▶ **Exercise aim**
Return, word for word, the line containing "Note: in this drill the class marks the human" and every line after it through the last line of the records below.

Natural language region descriptions
====
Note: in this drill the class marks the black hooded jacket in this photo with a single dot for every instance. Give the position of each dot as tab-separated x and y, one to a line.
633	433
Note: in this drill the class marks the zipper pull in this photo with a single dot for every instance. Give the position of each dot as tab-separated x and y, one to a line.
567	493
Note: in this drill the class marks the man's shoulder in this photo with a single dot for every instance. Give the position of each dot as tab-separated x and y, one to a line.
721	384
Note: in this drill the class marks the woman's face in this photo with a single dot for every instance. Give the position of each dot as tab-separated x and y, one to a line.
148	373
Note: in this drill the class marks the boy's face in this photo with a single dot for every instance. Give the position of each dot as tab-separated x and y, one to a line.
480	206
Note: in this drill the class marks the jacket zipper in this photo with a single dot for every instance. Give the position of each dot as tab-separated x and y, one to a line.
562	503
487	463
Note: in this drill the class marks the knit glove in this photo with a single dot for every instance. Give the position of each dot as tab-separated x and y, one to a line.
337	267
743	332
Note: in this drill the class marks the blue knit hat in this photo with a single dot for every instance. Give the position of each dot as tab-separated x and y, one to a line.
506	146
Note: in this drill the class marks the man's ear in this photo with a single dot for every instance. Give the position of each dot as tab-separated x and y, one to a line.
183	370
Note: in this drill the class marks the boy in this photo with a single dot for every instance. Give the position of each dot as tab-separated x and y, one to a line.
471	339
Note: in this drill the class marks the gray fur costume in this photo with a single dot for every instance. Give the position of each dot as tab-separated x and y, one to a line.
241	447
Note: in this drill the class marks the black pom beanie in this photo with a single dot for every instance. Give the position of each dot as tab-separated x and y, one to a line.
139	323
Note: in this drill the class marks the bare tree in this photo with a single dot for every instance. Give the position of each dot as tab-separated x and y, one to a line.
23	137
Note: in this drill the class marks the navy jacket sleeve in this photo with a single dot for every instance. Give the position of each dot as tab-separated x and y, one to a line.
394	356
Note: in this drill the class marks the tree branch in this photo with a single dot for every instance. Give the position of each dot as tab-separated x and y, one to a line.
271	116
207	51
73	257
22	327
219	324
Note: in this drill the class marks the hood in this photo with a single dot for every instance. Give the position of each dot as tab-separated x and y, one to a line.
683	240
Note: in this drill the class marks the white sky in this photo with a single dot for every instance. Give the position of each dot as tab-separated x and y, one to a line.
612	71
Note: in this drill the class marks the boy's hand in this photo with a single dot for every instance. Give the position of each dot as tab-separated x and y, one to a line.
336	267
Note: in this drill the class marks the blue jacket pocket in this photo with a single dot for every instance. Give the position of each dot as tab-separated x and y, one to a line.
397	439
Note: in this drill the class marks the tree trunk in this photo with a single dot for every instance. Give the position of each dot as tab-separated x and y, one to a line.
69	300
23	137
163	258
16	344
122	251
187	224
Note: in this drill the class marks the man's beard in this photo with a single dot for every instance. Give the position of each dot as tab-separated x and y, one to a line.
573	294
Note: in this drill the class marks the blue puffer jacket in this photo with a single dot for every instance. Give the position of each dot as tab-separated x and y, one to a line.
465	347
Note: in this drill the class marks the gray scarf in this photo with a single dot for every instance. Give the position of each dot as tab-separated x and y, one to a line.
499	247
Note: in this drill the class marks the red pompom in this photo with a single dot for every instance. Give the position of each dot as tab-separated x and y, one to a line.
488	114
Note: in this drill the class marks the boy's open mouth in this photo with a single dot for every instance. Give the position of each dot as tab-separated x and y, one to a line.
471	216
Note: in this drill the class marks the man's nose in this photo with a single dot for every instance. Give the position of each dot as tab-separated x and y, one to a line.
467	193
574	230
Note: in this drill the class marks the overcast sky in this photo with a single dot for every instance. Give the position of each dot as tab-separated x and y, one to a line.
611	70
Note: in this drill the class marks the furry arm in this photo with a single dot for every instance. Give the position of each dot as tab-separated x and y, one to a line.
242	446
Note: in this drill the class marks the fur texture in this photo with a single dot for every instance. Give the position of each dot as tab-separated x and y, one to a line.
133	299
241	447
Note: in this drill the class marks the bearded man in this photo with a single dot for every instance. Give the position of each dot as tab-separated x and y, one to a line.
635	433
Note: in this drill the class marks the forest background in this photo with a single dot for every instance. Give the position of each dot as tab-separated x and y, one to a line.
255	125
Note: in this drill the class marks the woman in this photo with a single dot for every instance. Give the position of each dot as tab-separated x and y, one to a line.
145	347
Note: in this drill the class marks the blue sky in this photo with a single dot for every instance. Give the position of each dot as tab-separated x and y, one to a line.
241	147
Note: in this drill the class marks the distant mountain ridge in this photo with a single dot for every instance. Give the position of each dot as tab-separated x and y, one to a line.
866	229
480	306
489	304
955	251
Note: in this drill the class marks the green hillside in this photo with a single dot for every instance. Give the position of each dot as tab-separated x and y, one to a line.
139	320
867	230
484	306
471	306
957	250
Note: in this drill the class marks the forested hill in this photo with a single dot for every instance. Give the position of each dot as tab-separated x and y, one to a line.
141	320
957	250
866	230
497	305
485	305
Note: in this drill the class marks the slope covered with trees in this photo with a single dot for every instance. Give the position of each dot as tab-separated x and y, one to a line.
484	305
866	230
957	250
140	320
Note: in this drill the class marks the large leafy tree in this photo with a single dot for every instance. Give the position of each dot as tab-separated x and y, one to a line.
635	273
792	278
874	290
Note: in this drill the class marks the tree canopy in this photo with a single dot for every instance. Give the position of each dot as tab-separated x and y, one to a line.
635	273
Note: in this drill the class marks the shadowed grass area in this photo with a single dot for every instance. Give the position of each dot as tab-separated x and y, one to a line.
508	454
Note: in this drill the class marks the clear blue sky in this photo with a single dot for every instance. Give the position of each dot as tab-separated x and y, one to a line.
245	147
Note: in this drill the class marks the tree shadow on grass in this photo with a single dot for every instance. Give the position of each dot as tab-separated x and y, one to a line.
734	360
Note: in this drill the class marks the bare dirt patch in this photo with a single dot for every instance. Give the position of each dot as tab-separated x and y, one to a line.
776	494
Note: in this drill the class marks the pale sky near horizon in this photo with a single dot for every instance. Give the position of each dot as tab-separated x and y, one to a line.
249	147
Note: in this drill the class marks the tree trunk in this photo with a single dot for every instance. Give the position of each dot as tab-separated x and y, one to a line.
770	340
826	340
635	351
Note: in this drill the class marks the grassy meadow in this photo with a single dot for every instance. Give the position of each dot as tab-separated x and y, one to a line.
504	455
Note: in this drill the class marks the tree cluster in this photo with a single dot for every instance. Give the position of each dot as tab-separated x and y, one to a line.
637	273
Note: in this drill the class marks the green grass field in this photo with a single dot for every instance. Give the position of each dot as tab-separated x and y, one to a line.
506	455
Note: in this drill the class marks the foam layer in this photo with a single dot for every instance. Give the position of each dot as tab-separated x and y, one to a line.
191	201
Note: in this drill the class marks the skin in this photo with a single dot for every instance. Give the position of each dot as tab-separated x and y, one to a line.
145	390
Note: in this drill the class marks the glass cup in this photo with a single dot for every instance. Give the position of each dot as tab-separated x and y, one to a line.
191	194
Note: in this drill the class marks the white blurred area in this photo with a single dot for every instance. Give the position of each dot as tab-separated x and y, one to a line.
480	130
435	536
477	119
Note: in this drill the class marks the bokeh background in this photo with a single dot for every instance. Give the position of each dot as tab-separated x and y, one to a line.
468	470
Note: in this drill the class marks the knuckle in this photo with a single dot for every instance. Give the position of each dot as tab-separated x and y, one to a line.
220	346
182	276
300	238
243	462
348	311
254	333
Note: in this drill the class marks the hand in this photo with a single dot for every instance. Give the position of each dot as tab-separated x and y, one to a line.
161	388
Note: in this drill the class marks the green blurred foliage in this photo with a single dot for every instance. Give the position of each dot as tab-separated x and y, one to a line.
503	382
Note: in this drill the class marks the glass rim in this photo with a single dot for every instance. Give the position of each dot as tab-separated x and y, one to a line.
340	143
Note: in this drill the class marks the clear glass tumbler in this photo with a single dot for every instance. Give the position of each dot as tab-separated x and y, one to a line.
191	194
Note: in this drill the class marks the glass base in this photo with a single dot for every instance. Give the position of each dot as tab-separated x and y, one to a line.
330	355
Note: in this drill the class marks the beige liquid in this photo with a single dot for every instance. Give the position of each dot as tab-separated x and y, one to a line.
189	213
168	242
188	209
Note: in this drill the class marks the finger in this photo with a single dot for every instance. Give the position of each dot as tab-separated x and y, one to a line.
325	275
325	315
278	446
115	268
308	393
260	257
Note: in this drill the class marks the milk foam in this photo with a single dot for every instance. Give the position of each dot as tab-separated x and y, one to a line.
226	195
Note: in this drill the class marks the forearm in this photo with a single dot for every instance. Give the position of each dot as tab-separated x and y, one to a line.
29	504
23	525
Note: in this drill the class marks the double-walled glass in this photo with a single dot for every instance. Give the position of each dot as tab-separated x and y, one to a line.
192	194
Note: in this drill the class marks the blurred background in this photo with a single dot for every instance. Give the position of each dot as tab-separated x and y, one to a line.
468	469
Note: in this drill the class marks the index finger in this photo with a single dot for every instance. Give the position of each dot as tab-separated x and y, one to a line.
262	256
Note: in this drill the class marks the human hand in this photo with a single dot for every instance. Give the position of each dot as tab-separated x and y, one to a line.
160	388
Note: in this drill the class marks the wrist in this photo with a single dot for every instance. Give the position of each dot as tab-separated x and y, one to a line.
====
▶ **Exercise response**
Note: in this drill the class marks the human hand in this photo with a single dot for every instance. Give the position of each dot as tab-separated x and y, one to a line.
160	388
Note: in this drill the class marks the wrist in this photo with a single dot for every instance. Give the position of each dot as tab-separated x and y, one to a line.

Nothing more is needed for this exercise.